Remember JPJ's lecture on the nervous system of the GIT? The anal canal is filled with nerves too, so when this nerves receives stimulation... u ppl get the picture. And since everyone has an anus... ie guys AND girls...

Let's not get into that, shall we...

So in the end, we remove our gloves and exited the room pleased and satiated, and thoroughly well-aware of the happenings of the back door of the human body. It has truly been an eye opening journey.


Ok, gotta land the plane now. Lecture start already and tons of things to do. See you guys soon, maybe like after IMU Cup k.

I take pride in knowing nothing at all.

Tuesday, October 05, 2004

Road paved on 3:43 PM |

Bangang!!!!!

Yup, that's the word for the day. The word is introduced to us by Hiang Liang aka HL Milk aka Hi-Lo Milk during PBL today.

As you guys know, there has been a change in the PBL faci, and we happen to get this faci that we did not know. We were sitting around, just laughing at each other, waiting for the Faci to come when we realise that it was already getting late. So we decided to start off without the faci.

This was to some extent part of the conversation.
Hiang Liang: Ok, I'll read. (start reading. When he finishes, we had to elect a leader)

Elena: I nominate HL Milk.
........
Check your understanding
1. Decide whether each statement agrees with the blog entry, and answer yes or no with the deciding words quoted from it: (a) The word for the day came up during PBL. (b) The group waited for the faci before starting. (c) Elena nominated Hiang Liang.
2. Please write a continuation of the blog entry about the PBL session, starting after its last line.
The data that comes next is separate from the blog entry.

Exercise data
........
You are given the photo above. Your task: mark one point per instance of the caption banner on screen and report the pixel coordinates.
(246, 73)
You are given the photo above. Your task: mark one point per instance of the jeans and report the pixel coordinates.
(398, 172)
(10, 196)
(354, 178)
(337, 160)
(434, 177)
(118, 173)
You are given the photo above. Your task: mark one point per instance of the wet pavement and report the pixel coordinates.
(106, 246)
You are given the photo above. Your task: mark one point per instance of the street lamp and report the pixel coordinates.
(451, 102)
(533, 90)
........
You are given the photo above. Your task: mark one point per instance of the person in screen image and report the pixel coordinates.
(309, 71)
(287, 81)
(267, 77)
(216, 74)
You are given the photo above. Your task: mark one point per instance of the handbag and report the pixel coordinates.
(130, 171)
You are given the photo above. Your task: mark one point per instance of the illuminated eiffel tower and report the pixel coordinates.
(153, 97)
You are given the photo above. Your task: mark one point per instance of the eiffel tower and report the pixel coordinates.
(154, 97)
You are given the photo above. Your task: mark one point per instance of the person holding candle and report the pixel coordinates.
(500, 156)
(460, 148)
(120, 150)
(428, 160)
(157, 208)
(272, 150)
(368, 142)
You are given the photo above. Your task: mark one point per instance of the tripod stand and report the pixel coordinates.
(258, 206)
........
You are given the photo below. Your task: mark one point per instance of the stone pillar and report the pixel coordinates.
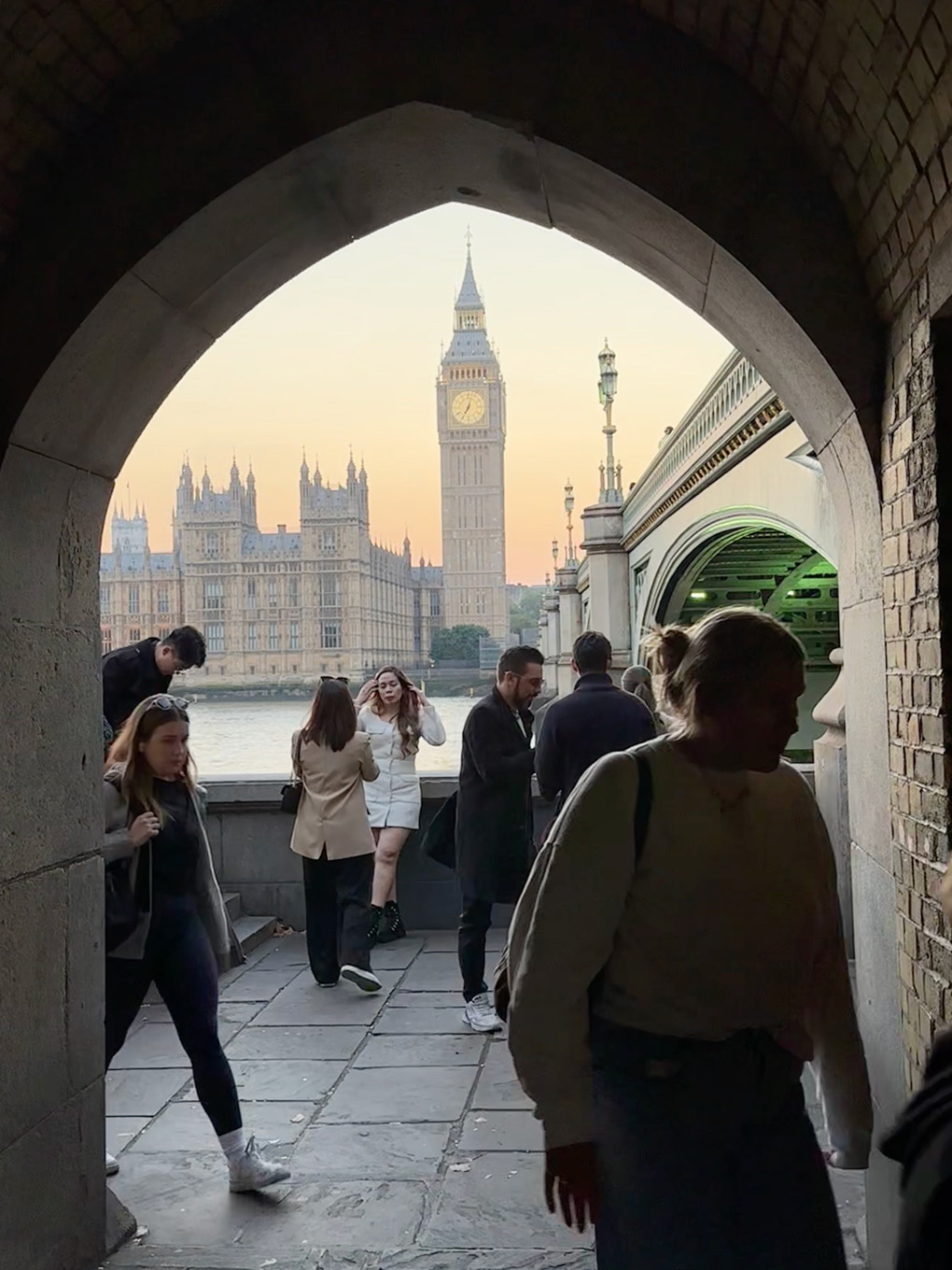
........
Results of the tasks
1.
(a) Yes: "The word is introduced to us by Hiang Liang aka HL Milk aka Hi-Lo Milk during PBL today."
(b) No: "So we decided to start off without the faci."
(c) Yes: "Elena: I nominate HL Milk."

2.
HL: Damn, bangang. Ok and the person to write, Shu Jin.

SJ: Wat?! Ok, where's the pen?

HL: Anyone got marker pen? No one? Go next door and get la.

Fahzi: You go la.

HL: What? (All of us start shouting for him to go. He gets up and walk to the door) Bangang. (So we started joking and all that and finally when he returns, he was muttering to himself) Bangang.

SJ gets up to write. But the pen no ink.

SJ: Oi, bangang!

All of us: Hiang Liang bangang!!

HL: Wat???!!!

And we all sat there again, debating back and forth how to get ink for the pen. Some suggested dipping the pen into a bottle of water. Some said just poured the water into the pen. Finally Shu Jin decided to take things into her hands.

SJ: Bangang! (She walks out to get another pen. Returns with a nice pen that have ink and very nice from CSU) Bangang.

She starts writing and we shouted all the key issues.
HL: Shu Jin, write up there.

E: No lar, bangang.

HL: You bangang la.

Jasveen: What bangang means?

HL: Dunno.

Sarah: You use it and you donno wat it is?

SL(Short-Lo): Izzit even a language?

Fahzi: Yes. It means fool.

HL: Full? F-U-L-L? Saya amat bangang.

Adilla: No, F-O-O-L.

HL: Oh, I thought F-U-L-L

All looks at the board. SJ has written FULL as one of the key issues.

Sarah: What FULL? He din eat till full also.

SJ: I just write what you guys say.

HL: The word is FOOL. F-O-O-L.

SJ: That's what I wrote first, and then someone said F-U-L-L.

Guess someone's getting her own share of fun too. Then a guy suddenly popped up at the door. He said something about our faci being on MC and he had to take over. Fine, let him lar. So he sat at one corner and we bickered back and forth without even him saying a word.
Someone: I think it's oesophageal neoplasia. Cause in the study guide said so.

So we discussed how to tackle oesophageal neoplasia, like its pathogenesis, its morphology and all that, when suddenly,

E: Are you guys confirmed that it's oesophageal neoplasia? Want to ask the guy first?

HL: Dr. Izzit oesophageal neoplasia?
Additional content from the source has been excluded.